▸ Your goal:
Beginning at the top of the entries below, retype each line exactly until the line containing "like x=217, y=4." has been written out; include no pictures and no later lines.

▸ Items from a data source:
[Start of section]

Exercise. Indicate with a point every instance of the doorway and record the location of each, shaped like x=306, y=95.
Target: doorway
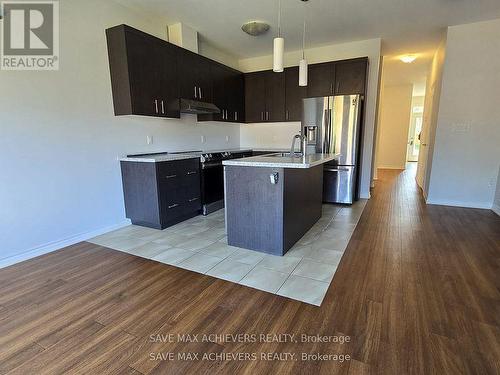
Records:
x=416, y=121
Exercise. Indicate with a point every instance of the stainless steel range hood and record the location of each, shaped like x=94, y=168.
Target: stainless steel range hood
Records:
x=198, y=108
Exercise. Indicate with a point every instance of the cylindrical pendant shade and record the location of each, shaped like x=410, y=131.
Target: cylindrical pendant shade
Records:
x=278, y=54
x=303, y=72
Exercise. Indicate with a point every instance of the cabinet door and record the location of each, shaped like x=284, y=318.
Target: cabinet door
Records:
x=169, y=80
x=275, y=96
x=142, y=57
x=350, y=77
x=236, y=97
x=293, y=95
x=320, y=79
x=255, y=96
x=219, y=90
x=194, y=76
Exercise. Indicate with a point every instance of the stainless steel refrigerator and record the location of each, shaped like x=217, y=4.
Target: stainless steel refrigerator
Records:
x=332, y=124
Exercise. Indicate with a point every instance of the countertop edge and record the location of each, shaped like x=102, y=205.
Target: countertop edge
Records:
x=264, y=164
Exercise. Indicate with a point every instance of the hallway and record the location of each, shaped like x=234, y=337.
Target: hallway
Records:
x=417, y=291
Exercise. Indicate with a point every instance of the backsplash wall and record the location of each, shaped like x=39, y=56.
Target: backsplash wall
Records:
x=272, y=135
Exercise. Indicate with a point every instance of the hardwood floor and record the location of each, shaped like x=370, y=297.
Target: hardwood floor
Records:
x=417, y=291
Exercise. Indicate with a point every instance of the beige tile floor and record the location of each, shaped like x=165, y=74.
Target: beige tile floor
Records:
x=200, y=245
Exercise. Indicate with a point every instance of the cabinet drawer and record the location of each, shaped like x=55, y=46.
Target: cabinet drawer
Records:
x=177, y=170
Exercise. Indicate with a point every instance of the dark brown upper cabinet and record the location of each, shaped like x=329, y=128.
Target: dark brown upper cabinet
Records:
x=195, y=76
x=350, y=76
x=144, y=75
x=227, y=94
x=293, y=95
x=321, y=79
x=265, y=96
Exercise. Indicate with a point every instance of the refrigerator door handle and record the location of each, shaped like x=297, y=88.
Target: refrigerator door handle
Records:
x=336, y=169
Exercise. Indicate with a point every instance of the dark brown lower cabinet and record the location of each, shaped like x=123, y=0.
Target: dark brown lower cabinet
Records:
x=158, y=195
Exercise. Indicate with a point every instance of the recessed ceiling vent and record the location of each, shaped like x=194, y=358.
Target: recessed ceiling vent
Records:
x=255, y=28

[End of section]

▸ Completed task:
Exercise. Indicate with a point every instance of the doorway and record the location of each, shaped like x=306, y=95.
Target: doorway
Records:
x=416, y=121
Exercise. Indicate with a point every instance of the stainless steel range hood and record the location of each, shaped like x=94, y=168.
Target: stainless steel range hood
Records:
x=198, y=108
Exercise. Indicate with a point every instance of the cylindrical pendant shade and record the location of each, shaped like x=410, y=131.
Target: cylindrical pendant shade
Records:
x=278, y=54
x=303, y=72
Exercise. Indicate with a point every instance of the cabinet door and record the location of each, shaped like x=284, y=318.
Target: cabinet door
Records:
x=169, y=80
x=275, y=96
x=142, y=57
x=350, y=77
x=236, y=97
x=293, y=95
x=320, y=79
x=255, y=96
x=219, y=90
x=194, y=76
Exercise. Indicate with a point every instance of the stainless steel refrigerator and record the location of each, shaped like x=217, y=4.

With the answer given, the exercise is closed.